Task prompt
Please copy the records from the line with "Can you see the perched" up to and including the line with "[[10, 154], [232, 111], [248, 231]]", keeping the requests, and add 34 to every coordinate value in the answers.

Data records

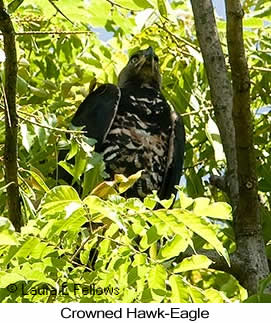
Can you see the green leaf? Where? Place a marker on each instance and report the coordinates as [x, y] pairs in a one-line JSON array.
[[135, 4], [193, 263], [60, 199], [133, 276], [173, 247], [157, 279], [218, 210], [204, 229], [14, 5], [149, 238], [7, 238], [125, 183], [179, 291], [162, 7], [9, 278], [27, 138]]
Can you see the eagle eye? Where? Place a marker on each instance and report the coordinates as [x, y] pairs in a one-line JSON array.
[[134, 59]]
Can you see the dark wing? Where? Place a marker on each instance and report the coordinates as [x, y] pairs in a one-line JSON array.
[[175, 157], [97, 112]]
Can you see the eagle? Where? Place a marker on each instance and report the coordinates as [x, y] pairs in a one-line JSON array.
[[135, 128]]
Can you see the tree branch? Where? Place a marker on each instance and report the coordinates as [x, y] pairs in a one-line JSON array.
[[221, 91], [10, 154], [249, 240]]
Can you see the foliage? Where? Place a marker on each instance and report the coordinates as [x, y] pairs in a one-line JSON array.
[[126, 248], [141, 250]]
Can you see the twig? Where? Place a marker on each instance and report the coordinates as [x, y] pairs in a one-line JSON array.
[[6, 109], [52, 32], [120, 6], [79, 249], [59, 11], [196, 112], [51, 128]]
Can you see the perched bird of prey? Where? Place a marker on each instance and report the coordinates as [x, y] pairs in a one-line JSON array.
[[135, 128]]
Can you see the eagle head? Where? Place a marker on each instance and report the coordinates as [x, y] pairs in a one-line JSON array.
[[142, 70]]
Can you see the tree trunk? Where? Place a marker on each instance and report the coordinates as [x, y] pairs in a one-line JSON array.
[[10, 154], [232, 111], [248, 231]]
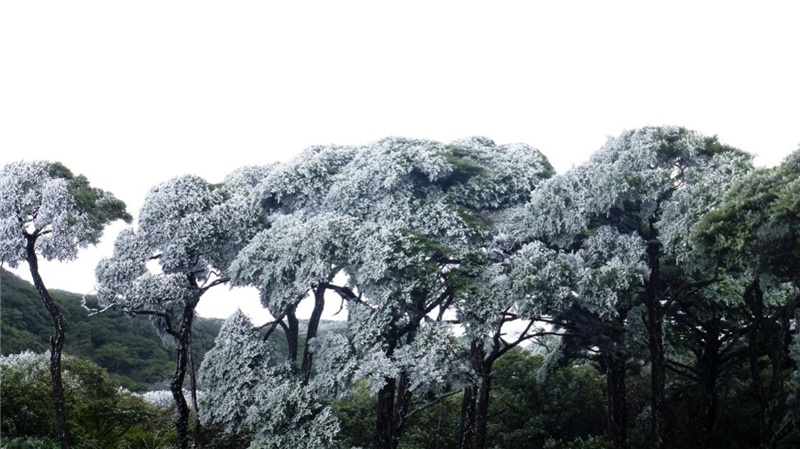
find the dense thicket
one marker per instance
(125, 346)
(647, 298)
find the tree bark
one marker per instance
(654, 321)
(313, 326)
(176, 386)
(56, 342)
(384, 429)
(475, 405)
(617, 401)
(292, 332)
(468, 410)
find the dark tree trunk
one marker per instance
(482, 409)
(708, 373)
(384, 429)
(176, 386)
(468, 410)
(193, 379)
(615, 361)
(654, 321)
(313, 326)
(292, 331)
(617, 406)
(56, 342)
(475, 405)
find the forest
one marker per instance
(647, 298)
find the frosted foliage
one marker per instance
(288, 415)
(302, 182)
(375, 368)
(613, 264)
(28, 365)
(366, 325)
(702, 191)
(292, 254)
(247, 394)
(431, 358)
(395, 216)
(544, 279)
(182, 243)
(27, 362)
(335, 365)
(40, 197)
(636, 176)
(231, 370)
(181, 221)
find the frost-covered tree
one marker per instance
(398, 219)
(187, 232)
(248, 394)
(628, 212)
(753, 238)
(47, 211)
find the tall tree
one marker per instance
(396, 219)
(187, 231)
(754, 236)
(649, 186)
(247, 391)
(45, 209)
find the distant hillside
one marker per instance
(128, 347)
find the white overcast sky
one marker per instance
(131, 94)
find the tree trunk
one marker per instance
(313, 326)
(195, 404)
(654, 322)
(292, 332)
(617, 400)
(468, 410)
(384, 429)
(475, 404)
(482, 408)
(708, 371)
(176, 386)
(56, 342)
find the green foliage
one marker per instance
(99, 414)
(126, 346)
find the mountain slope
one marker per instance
(128, 347)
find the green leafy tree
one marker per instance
(754, 237)
(627, 214)
(99, 415)
(47, 211)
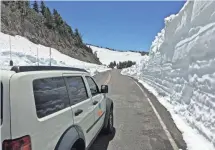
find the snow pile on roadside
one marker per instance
(181, 67)
(106, 56)
(24, 52)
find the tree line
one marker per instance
(121, 65)
(52, 19)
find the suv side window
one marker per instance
(77, 89)
(50, 95)
(93, 86)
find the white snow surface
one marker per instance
(181, 69)
(106, 56)
(24, 52)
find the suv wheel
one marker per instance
(109, 129)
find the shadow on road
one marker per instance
(102, 141)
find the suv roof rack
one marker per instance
(43, 68)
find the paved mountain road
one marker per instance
(136, 125)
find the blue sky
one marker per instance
(118, 25)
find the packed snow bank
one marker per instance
(181, 66)
(106, 56)
(24, 52)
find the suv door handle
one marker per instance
(95, 102)
(78, 112)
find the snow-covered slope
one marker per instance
(106, 56)
(24, 52)
(181, 66)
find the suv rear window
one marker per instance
(93, 86)
(77, 89)
(50, 95)
(1, 98)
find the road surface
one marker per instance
(136, 123)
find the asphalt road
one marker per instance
(137, 126)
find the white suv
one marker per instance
(52, 108)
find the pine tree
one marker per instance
(49, 18)
(78, 36)
(35, 6)
(43, 8)
(57, 18)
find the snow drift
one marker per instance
(181, 65)
(106, 56)
(24, 52)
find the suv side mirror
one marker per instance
(104, 89)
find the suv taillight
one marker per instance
(23, 143)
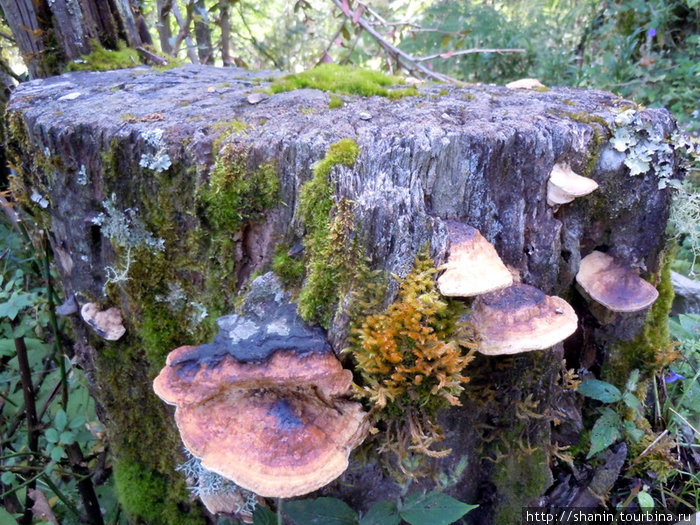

Full solution
Can you see the perched bird of prey? Where? Place a marker on each instance and report the coordinates as [x, y] pairs in a one-line JSON array.
[[169, 162]]
Can you see the eagle head? Where? Place a marker on each instance and report the coordinates as [x, y] pairs in a one-line JSON array.
[[176, 104]]
Can you see the tree trunk? Where? Place a marker on each instance and report the coordinates as [x, y] pairs in a one-line JSON array.
[[44, 188], [266, 145], [282, 265]]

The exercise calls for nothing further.